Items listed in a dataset
*****
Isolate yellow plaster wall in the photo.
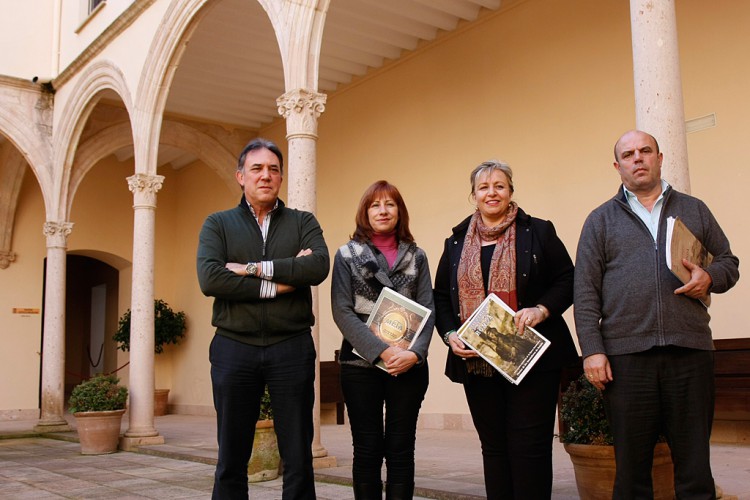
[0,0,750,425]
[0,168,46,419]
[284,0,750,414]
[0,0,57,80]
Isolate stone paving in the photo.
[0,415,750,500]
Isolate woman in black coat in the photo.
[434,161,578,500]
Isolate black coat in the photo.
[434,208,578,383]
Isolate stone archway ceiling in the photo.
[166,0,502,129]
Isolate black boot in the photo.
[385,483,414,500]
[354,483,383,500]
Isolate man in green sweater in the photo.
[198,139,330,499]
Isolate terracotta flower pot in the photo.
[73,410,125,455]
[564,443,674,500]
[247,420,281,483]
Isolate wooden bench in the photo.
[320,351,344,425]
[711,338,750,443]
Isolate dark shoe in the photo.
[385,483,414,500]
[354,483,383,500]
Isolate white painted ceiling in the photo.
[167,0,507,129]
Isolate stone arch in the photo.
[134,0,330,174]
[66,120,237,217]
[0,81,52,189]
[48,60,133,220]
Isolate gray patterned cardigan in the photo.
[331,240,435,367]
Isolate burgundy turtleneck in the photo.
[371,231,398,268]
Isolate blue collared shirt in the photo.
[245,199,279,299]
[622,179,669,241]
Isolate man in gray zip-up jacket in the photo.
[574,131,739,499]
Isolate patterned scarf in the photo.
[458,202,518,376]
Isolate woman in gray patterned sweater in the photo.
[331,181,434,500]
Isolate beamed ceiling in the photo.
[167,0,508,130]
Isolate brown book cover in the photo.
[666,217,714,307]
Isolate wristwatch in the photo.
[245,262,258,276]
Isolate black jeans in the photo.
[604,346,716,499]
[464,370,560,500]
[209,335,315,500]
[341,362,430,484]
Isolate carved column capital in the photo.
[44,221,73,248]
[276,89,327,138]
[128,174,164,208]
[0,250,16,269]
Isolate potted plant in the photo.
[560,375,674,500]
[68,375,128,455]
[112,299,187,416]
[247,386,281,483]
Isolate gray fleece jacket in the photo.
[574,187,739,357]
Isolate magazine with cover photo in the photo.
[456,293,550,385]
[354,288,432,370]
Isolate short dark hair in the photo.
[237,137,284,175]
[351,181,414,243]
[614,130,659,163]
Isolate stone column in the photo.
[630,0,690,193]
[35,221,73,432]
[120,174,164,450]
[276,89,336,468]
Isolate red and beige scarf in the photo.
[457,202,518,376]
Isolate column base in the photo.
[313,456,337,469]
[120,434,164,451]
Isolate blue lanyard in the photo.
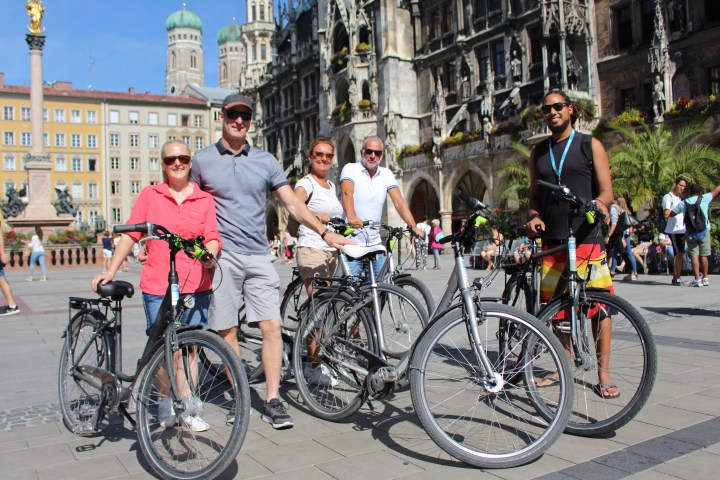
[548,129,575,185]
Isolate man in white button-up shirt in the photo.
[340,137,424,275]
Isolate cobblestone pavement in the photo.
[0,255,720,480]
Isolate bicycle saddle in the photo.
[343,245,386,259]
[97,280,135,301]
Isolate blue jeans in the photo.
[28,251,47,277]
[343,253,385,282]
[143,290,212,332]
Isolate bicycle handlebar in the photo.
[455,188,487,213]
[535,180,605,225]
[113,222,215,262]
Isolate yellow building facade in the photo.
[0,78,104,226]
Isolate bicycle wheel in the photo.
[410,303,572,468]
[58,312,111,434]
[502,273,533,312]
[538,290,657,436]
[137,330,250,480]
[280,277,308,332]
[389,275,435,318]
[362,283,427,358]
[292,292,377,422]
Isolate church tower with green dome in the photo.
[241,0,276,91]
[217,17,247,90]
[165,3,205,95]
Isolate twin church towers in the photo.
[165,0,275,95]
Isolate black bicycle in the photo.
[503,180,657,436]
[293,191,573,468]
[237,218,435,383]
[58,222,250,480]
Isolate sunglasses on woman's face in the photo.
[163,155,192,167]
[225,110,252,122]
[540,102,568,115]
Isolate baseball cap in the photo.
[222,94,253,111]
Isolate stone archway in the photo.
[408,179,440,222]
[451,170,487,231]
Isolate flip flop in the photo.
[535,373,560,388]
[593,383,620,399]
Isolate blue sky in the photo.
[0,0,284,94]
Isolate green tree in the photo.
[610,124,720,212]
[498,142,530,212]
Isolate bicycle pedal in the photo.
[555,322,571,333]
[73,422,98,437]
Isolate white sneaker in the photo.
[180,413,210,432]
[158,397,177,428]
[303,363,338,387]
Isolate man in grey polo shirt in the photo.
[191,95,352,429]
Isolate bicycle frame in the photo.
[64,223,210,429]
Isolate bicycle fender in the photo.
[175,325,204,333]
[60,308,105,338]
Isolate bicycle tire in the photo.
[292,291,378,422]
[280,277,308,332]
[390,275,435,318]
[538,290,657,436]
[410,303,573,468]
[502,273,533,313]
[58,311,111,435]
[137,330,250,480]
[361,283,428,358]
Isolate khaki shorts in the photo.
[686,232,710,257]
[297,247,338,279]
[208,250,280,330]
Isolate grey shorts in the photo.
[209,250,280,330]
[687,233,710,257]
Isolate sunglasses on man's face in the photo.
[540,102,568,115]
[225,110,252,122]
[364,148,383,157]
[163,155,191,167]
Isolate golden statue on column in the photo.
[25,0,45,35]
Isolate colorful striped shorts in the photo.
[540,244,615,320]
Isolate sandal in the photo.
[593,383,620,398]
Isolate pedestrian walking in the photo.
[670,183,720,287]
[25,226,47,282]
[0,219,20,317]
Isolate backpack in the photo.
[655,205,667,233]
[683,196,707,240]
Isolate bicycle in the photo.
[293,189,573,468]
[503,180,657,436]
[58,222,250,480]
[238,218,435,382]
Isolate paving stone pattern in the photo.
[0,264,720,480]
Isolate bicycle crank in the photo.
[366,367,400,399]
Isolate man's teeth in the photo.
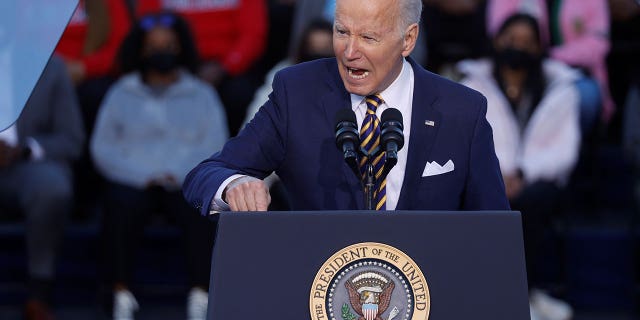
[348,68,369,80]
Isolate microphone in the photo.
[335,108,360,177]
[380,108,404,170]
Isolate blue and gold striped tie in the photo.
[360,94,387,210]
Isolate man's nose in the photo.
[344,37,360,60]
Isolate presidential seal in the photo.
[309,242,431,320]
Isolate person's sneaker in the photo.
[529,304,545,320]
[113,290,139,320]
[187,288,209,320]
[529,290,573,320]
*****
* **What you have to do**
Render these entries as a two-column CSV with the header row "prompt,target", one row per entry, holding its text and its answer; quote each field and turn line breaks into spaces. Include every entry and leave the pictures out of the result.

* **Answer to this problem**
prompt,target
"Isolate yellow plaster wall in the photo.","[0,0,750,425] [0,168,46,419] [284,0,750,414] [0,0,57,80]"
"Isolate stone paving in the photo.","[0,415,750,500]"
"Isolate woman in black coat in the photo.","[434,161,578,500]"
"Isolate black coat in the photo.","[434,208,578,383]"
"Isolate stone archway ceiling in the photo.","[166,0,502,129]"
"Isolate black boot in the photo.","[385,483,414,500] [354,483,383,500]"
"Isolate man in green sweater in the photo.","[198,139,330,499]"
"Isolate terracotta flower pot in the photo.","[73,410,125,455] [564,443,674,500] [247,420,281,483]"
"Isolate wooden bench in the photo.","[320,351,344,425] [711,338,750,443]"
"Isolate dark shoe in the photo.","[385,483,414,500] [354,483,383,500]"
"Isolate white painted ceiling in the photo.","[167,0,507,129]"
"Isolate stone arch in the photo.","[134,0,330,174] [66,120,237,217] [0,81,52,189] [48,60,133,220]"
"Isolate gray patterned cardigan in the photo.","[331,240,435,367]"
"Isolate burgundy turtleneck in the photo.","[371,231,398,268]"
"Isolate blue collared shirt in the photo.","[245,199,279,299] [622,179,669,241]"
"Isolate man in gray zip-up jacket in the photo.","[574,131,739,499]"
"Isolate patterned scarf in the photo.","[458,202,518,376]"
"Isolate woman in gray patterned sweater in the photo.","[331,181,434,500]"
"Isolate beamed ceiling in the photo.","[167,0,508,130]"
"Isolate brown book cover in the photo.","[666,217,714,307]"
"Isolate wristwatch in the photo.","[245,262,258,276]"
"Isolate black jeans in the photo.","[604,346,716,499] [464,370,560,500] [209,335,315,500] [341,362,430,484]"
"Isolate carved column capital in the photo.","[44,221,73,248] [276,89,327,138] [128,174,164,208] [0,250,16,269]"
"Isolate potted plant in the photo.","[560,375,674,500] [68,375,128,455] [112,299,187,416] [247,386,281,483]"
"Isolate gray fleece jacket in the photo.","[574,187,739,357]"
"Isolate magazine with cover photo in the photo.","[456,293,550,385] [354,288,432,370]"
"Isolate short dark hair in the photo.","[237,137,284,175] [351,181,414,243] [614,130,659,163]"
"Isolate stone column in the photo.","[630,0,690,193] [35,221,73,432] [120,174,164,450] [276,89,336,468]"
"Isolate red and beige scarf in the photo.","[457,202,518,376]"
"Isolate column base in the photo.","[313,456,337,469] [120,434,164,451]"
"Isolate blue lanyard in the photo.","[548,129,575,185]"
"Isolate man in white button-up shirt in the photo.","[340,137,424,275]"
"Isolate cobblestone pavement in the photo.","[0,255,720,480]"
"Isolate bicycle saddle in the photo.","[343,245,386,259] [97,280,135,301]"
"Isolate blue jeans in the photo.","[28,251,47,277] [343,253,385,282] [143,290,212,332]"
"Isolate bicycle handlebar in the photo.","[455,188,487,213] [535,180,605,225] [113,222,215,262]"
"Isolate yellow building facade in the photo.","[0,78,104,226]"
"Isolate bicycle wheel in the photo.","[410,303,572,468] [58,312,111,434] [502,273,533,312] [538,290,657,436] [137,330,250,480] [280,277,308,332] [389,275,435,318] [362,283,427,358] [292,292,377,422]"
"Isolate church tower with green dome in the photo.","[241,0,276,91] [217,17,247,90] [165,3,205,95]"
"Isolate twin church towers in the photo.","[165,0,275,95]"
"Isolate black bicycle in the photo.","[503,180,657,436] [293,191,573,468] [237,218,435,383] [58,222,250,480]"
"Isolate sunglasses on woman's face in the photo.","[163,155,192,167] [225,110,252,122] [540,102,568,115]"
"Isolate baseball cap in the photo.","[222,94,253,111]"
"Isolate stone archway in the photo.","[408,179,440,222] [451,170,487,231]"
"Isolate flip flop in the photo.","[535,373,560,388] [593,383,620,399]"
"Isolate blue sky in the photo.","[0,0,284,94]"
"Isolate green tree in the photo.","[610,124,720,212] [498,142,530,212]"
"Isolate bicycle pedal in the photo.","[555,322,571,333] [73,422,98,437]"
"Isolate white sneaker in the photo.","[180,413,210,432] [158,397,177,428] [303,363,338,387]"
"Isolate man in grey polo shirt in the photo.","[191,95,352,429]"
"Isolate bicycle frame in the photo.","[64,223,210,429]"
"Isolate bicycle fender in the photo.","[175,325,204,333] [60,308,105,338]"
"Isolate bicycle tire in the photo.","[292,291,378,422] [280,277,308,332] [390,275,435,318] [538,290,657,436] [410,303,573,468] [502,273,533,313] [58,311,111,435] [137,330,250,480] [361,283,428,358]"
"Isolate khaki shorts in the photo.","[686,232,710,257] [297,247,338,279] [208,250,280,330]"
"Isolate grey shorts in the photo.","[209,250,280,330] [687,233,710,257]"
"Isolate sunglasses on man's face in the photo.","[540,102,568,115] [225,110,252,122] [364,148,383,157] [163,155,191,167]"
"Isolate golden statue on column in the photo.","[25,0,45,35]"
"Isolate colorful striped shorts in the photo.","[540,244,615,320]"
"Isolate sandal in the photo.","[593,383,620,398]"
"Isolate pedestrian walking in the photo.","[670,183,720,287] [25,226,47,282] [0,219,20,317]"
"Isolate backpack in the photo.","[655,205,667,233] [683,196,707,240]"
"Isolate bicycle in the photo.","[293,189,573,468] [503,180,657,436] [58,222,250,480] [238,218,435,382]"
"Isolate paving stone pattern in the photo.","[0,264,720,480]"
"Isolate bicycle crank in the photo.","[366,367,400,399]"
"Isolate man's teeth in the photo.","[348,68,369,80]"
"Isolate microphone in the photo.","[335,108,360,177] [380,108,404,170]"
"Isolate blue and gold striped tie in the photo.","[360,94,387,210]"
"Isolate man's nose in the photo.","[344,37,360,60]"
"Isolate presidential seal in the photo.","[309,242,431,320]"
"Isolate person's sneaker in the photo.","[529,304,545,320] [113,290,139,320] [187,288,209,320] [529,290,573,320]"